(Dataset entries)
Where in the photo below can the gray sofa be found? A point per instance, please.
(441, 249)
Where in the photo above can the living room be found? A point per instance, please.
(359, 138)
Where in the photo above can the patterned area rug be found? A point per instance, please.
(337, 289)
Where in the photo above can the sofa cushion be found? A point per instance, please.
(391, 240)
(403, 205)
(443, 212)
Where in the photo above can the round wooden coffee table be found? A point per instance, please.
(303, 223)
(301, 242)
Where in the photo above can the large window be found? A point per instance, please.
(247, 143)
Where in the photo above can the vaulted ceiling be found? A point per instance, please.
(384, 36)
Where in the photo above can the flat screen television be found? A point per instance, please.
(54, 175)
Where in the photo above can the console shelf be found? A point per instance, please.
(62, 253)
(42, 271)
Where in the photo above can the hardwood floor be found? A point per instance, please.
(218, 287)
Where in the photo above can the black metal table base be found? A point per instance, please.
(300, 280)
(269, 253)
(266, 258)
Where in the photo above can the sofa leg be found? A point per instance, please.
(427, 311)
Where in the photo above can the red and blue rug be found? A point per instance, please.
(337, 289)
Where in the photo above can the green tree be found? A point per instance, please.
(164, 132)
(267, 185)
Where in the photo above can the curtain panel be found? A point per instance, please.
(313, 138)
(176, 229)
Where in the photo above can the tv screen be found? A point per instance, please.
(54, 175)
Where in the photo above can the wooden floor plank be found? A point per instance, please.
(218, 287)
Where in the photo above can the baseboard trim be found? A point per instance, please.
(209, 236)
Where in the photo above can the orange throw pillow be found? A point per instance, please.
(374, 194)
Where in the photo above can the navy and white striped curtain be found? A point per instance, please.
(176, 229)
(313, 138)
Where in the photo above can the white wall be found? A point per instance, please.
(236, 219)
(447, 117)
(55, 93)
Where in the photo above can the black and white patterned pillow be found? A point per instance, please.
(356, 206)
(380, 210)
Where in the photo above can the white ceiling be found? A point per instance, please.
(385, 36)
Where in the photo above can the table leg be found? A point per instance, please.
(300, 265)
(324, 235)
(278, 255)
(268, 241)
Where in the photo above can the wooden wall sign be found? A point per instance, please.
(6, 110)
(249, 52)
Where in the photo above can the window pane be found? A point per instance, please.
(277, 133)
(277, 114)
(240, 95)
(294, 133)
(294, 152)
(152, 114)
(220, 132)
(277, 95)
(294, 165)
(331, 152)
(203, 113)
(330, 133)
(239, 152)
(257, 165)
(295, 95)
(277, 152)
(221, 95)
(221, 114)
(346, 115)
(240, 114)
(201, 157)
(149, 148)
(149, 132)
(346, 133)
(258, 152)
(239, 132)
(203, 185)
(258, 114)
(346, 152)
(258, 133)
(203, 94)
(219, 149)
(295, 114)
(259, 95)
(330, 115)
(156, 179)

> [ACTION ITEM]: Give the data again. Keep every line identical.

> [YOUR RESPONSE]:
Where in the photo below can the gray sofa be found? A point per instance, please.
(441, 249)
Where in the photo above can the living room be found? A point per instance, please.
(359, 138)
Where in the photo above can the patterned area rug be found? A point per instance, please.
(337, 289)
Where in the photo above can the sofa cushion be found? A point per instance, please.
(391, 240)
(403, 205)
(443, 212)
Where in the photo above can the round wooden coffee table be found? A point per instance, please.
(303, 223)
(301, 242)
Where in the photo above can the large window be found? A point per instance, please.
(247, 143)
Where in the photo above can the vaulted ceiling be found? A point per instance, please.
(384, 36)
Where in the photo above can the flat screen television be found? A point per instance, please.
(54, 175)
Where in the photo above can the console shelf be found? A point per instance, please.
(62, 253)
(42, 271)
Where in the photo above can the hardwood floor be found? A point per instance, please.
(218, 287)
Where in the photo above can the black metal table base be found? A point per instance, please.
(300, 280)
(269, 253)
(266, 258)
Where in the photo above can the sofa leg be found? A point per instance, please.
(427, 311)
Where in the photo above can the red and blue rug be found? A point per instance, please.
(337, 289)
Where in the photo above can the green tree be found? A point per instance, please.
(164, 132)
(267, 185)
Where in the photo above can the curtain panel be found? A point per instance, please.
(313, 138)
(176, 229)
Where in the photo above can the tv screen be found? A point per instance, please.
(54, 175)
Where in the photo above can the wooden floor plank be found? A point per instance, please.
(218, 287)
Where in the photo above can the baseboard trim be found? A point per instance, please.
(209, 236)
Where in the photo above can the orange throw pillow be found? A point per instance, please.
(374, 194)
Where in the photo above can the navy and white striped curtain be found? A point per instance, please.
(176, 229)
(313, 138)
Where in the photo above can the white wall be found? A point per instance, please.
(236, 219)
(447, 117)
(55, 93)
Where in the photo above can the black and white patterned pillow be found? A point per instance, please.
(356, 206)
(380, 210)
Where in the photo above can the white ceiling be found? A point per instance, please.
(385, 36)
Where in the photo above can the table leg be found? A point per instance, please.
(300, 265)
(324, 235)
(278, 255)
(268, 241)
Where in the photo above can the wooden wall sign be found? A point per instance, please.
(6, 110)
(249, 52)
Where in the photo above can the window pane be found? A point per instance, please.
(277, 133)
(277, 114)
(240, 95)
(294, 133)
(294, 152)
(152, 114)
(220, 132)
(277, 95)
(294, 165)
(331, 152)
(203, 113)
(330, 133)
(239, 152)
(257, 165)
(295, 95)
(277, 152)
(221, 95)
(221, 114)
(346, 115)
(240, 114)
(201, 157)
(149, 148)
(149, 132)
(346, 133)
(258, 152)
(239, 132)
(203, 185)
(258, 114)
(346, 152)
(258, 133)
(203, 94)
(219, 149)
(295, 114)
(259, 95)
(330, 115)
(156, 179)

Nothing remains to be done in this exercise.